**What is needed:** Retype each entry below exactly as it stands.

**Exercise inputs:**

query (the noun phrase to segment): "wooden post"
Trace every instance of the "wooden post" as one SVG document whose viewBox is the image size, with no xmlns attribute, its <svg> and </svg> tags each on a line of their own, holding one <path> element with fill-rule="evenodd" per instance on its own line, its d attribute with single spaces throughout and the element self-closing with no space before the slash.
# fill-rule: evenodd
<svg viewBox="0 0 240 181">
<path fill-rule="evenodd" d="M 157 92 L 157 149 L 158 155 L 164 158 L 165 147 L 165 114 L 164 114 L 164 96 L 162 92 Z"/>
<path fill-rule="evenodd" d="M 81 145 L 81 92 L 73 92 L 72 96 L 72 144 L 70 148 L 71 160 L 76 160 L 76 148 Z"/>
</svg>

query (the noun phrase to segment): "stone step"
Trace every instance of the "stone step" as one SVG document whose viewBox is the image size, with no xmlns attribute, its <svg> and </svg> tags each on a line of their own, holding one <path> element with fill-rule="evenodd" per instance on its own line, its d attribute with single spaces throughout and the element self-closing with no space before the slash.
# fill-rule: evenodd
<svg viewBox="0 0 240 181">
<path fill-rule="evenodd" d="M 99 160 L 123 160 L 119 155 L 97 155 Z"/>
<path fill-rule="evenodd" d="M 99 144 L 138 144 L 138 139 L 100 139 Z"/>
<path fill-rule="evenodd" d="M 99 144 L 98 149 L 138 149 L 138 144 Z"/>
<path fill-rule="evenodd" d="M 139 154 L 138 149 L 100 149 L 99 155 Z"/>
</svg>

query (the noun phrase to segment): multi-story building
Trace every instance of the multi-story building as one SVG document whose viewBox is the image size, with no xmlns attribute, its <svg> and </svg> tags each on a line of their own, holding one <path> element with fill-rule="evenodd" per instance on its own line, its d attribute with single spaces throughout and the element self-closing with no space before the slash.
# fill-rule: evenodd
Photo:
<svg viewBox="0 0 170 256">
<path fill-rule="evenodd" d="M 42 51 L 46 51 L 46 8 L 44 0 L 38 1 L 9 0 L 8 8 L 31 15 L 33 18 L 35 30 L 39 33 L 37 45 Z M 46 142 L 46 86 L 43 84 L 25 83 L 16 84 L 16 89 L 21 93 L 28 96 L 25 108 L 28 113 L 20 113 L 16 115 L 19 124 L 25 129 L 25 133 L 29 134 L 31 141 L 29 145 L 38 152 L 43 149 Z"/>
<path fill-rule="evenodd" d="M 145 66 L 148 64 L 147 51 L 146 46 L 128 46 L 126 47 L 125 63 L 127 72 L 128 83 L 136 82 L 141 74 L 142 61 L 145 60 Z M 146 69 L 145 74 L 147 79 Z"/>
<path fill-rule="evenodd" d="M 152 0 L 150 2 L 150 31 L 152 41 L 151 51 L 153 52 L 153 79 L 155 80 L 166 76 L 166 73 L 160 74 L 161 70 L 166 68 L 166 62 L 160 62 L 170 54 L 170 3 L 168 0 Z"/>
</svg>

**Task result:**
query (the noun phrase to segment): "wooden post"
Trace every instance of the "wooden post" as one SVG document whose viewBox is the image size, with no xmlns attribute, its <svg> and </svg> tags each on a line of their own, holding one <path> element with fill-rule="evenodd" per instance on its own line, its d attribute with single spaces throughout and the element self-closing with no space before the slash.
# fill-rule: evenodd
<svg viewBox="0 0 240 181">
<path fill-rule="evenodd" d="M 157 92 L 157 149 L 158 155 L 164 158 L 165 147 L 165 114 L 164 114 L 164 96 L 162 92 Z"/>
<path fill-rule="evenodd" d="M 81 145 L 81 92 L 73 92 L 72 96 L 72 144 L 70 148 L 71 160 L 76 160 L 76 148 Z"/>
</svg>

query (the noun phrase to segment): "stone step"
Trace every instance of the "stone step" as one SVG document whose viewBox is the image size, with no xmlns attribute, its <svg> and </svg> tags each on a line of their own, holding one <path> element with fill-rule="evenodd" per instance on its own line, its d attribute with single spaces throughout and the element self-closing with no space before the slash.
# fill-rule: evenodd
<svg viewBox="0 0 240 181">
<path fill-rule="evenodd" d="M 99 160 L 123 160 L 119 155 L 97 155 Z"/>
<path fill-rule="evenodd" d="M 99 144 L 138 144 L 138 139 L 100 139 Z"/>
<path fill-rule="evenodd" d="M 99 144 L 98 149 L 138 149 L 138 144 Z"/>
<path fill-rule="evenodd" d="M 139 154 L 138 149 L 100 149 L 99 155 Z"/>
</svg>

query (the noun phrase to segment): multi-story building
Trace every instance of the multi-story building as one SVG document whose viewBox is the image size, with no xmlns attribute, its <svg> and </svg> tags each on a line of their own, holding one <path> element with fill-rule="evenodd" per instance on its own line, its d attribute with single spaces throughout and the element self-closing with no space before the slash.
# fill-rule: evenodd
Photo:
<svg viewBox="0 0 170 256">
<path fill-rule="evenodd" d="M 42 51 L 46 51 L 46 8 L 44 0 L 38 1 L 9 0 L 8 8 L 31 15 L 33 18 L 35 30 L 39 33 L 37 45 Z M 46 142 L 46 86 L 43 84 L 25 83 L 16 84 L 16 89 L 21 93 L 28 96 L 25 108 L 28 113 L 20 113 L 16 115 L 19 124 L 25 129 L 25 133 L 29 134 L 31 141 L 29 145 L 38 152 L 43 149 Z"/>
<path fill-rule="evenodd" d="M 145 66 L 148 64 L 147 51 L 146 46 L 128 46 L 126 47 L 125 63 L 127 72 L 128 83 L 136 82 L 141 74 L 142 61 L 145 60 Z M 146 69 L 145 74 L 147 79 Z"/>
<path fill-rule="evenodd" d="M 152 0 L 150 2 L 150 31 L 152 41 L 151 51 L 153 52 L 153 79 L 155 80 L 166 76 L 166 73 L 160 74 L 161 70 L 166 68 L 166 62 L 160 62 L 170 54 L 170 3 L 168 0 Z"/>
</svg>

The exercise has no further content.